_What you need to do_: Edit the records below from the line that has "Where can the green grass be seen here?" through the line that has "x=49, y=233", putting "thatched roof" wherever "wooden shingle roof" appears and leaving everything else unchanged. Return only those lines.

── Given information ──

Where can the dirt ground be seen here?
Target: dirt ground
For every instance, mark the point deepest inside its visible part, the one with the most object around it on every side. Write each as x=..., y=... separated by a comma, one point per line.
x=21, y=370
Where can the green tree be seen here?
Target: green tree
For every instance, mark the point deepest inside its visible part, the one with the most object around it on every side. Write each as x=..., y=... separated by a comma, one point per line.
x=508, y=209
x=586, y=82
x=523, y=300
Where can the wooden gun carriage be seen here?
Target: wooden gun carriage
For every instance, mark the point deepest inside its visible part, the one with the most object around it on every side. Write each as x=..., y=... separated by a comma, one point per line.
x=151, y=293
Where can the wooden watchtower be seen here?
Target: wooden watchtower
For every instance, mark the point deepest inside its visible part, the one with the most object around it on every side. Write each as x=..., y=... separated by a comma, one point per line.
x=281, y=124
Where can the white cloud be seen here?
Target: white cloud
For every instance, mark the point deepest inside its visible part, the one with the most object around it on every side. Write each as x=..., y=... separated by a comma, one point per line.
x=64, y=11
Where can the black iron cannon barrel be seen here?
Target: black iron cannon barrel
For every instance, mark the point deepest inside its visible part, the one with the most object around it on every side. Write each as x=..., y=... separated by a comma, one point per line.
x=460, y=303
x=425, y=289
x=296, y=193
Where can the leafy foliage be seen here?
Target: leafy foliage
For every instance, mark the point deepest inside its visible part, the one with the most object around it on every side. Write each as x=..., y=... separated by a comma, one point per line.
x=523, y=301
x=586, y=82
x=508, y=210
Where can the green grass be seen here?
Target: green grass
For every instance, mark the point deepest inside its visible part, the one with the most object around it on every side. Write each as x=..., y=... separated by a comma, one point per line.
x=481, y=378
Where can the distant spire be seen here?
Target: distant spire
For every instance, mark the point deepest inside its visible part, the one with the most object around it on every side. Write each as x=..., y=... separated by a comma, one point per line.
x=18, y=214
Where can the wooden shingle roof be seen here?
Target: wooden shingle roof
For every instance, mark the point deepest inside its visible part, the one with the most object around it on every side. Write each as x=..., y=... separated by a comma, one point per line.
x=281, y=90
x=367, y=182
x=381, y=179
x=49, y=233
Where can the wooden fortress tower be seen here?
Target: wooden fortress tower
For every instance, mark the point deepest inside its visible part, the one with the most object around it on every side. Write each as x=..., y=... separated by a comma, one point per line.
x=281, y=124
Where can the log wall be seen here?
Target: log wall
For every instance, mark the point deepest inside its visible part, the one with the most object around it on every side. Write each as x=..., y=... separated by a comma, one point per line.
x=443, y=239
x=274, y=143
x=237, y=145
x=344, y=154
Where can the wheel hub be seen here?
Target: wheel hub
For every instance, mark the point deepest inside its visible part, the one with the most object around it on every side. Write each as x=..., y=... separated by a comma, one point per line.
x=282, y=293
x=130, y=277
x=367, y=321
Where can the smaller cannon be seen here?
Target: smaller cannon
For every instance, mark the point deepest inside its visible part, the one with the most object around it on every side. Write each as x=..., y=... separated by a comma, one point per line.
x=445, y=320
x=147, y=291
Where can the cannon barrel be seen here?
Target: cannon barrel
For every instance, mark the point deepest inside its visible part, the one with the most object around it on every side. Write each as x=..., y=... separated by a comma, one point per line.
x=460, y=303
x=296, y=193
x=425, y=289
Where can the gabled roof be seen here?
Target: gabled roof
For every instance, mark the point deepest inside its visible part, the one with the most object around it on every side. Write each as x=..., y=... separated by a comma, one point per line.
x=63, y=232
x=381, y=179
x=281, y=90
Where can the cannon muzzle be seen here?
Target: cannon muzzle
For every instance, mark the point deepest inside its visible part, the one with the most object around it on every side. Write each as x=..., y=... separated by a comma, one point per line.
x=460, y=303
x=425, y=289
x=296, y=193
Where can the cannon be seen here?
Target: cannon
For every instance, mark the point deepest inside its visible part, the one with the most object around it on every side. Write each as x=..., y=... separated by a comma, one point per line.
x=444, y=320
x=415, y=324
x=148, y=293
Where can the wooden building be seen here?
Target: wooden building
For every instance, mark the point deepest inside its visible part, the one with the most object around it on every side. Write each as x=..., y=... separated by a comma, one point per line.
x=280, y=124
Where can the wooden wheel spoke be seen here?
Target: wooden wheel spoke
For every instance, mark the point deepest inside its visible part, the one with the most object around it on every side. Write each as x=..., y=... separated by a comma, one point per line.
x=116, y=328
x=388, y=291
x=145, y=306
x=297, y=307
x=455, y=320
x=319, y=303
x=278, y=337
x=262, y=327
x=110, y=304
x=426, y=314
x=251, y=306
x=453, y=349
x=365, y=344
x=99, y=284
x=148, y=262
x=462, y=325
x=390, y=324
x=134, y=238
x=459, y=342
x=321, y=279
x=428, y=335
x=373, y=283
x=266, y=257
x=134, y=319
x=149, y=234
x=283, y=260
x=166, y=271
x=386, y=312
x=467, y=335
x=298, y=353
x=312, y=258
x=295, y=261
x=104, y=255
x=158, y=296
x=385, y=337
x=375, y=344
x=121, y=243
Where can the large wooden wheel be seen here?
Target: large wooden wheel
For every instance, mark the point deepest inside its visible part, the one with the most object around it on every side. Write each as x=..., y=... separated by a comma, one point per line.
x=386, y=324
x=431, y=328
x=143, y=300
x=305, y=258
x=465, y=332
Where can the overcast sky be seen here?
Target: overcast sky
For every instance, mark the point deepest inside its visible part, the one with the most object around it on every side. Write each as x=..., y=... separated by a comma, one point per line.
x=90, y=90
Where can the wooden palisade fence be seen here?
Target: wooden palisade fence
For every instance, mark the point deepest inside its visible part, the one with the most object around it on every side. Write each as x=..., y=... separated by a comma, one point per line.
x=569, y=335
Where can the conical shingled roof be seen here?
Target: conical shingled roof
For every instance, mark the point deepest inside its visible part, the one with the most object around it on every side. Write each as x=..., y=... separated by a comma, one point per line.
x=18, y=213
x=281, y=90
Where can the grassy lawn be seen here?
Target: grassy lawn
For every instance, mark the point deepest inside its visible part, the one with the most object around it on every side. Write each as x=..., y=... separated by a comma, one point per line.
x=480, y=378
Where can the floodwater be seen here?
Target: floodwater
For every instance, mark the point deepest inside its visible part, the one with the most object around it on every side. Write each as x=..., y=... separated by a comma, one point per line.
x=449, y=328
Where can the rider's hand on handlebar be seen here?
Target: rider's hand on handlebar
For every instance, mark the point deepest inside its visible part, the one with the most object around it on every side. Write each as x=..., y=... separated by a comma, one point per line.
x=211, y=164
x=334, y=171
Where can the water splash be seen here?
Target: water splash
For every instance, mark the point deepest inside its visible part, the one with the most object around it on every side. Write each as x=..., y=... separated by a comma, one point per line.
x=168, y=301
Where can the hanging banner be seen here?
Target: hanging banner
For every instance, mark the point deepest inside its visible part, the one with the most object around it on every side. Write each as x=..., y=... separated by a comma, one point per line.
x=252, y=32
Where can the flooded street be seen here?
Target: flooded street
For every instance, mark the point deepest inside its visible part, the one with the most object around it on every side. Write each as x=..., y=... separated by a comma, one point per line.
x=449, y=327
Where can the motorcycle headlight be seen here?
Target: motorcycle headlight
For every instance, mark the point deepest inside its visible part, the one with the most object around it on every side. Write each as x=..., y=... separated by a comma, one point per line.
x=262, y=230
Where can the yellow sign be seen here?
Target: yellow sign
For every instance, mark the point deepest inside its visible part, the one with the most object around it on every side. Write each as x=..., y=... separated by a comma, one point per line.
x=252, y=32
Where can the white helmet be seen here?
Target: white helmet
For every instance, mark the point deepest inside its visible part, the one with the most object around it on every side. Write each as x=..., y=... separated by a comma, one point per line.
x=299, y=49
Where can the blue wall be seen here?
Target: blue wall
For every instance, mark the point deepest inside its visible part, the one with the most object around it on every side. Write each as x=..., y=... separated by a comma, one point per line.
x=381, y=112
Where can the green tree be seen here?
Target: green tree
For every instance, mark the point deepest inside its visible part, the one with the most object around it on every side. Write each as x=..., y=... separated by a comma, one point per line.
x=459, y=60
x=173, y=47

───

_Answer to the task_:
Where can the green grass be seen here?
Target: green grass
For every instance, mark the point deepest inside its visible part, the one with the most object around it on every side. Write each as x=..., y=... separated by a comma, one point per line.
x=481, y=378
Where can the distant spire be seen here?
Target: distant spire
For every instance, mark the point deepest inside its visible part, the one with the most object around it on every side. Write each as x=..., y=... separated by a comma, one point per line.
x=18, y=214
Where can the thatched roof be seen here?
Target: thatched roof
For every instance, mark the point deepest inside its visible part, the one with the most object around it on every side. Write each as x=..., y=... separated by a comma, one point per line.
x=281, y=90
x=367, y=182
x=381, y=179
x=49, y=233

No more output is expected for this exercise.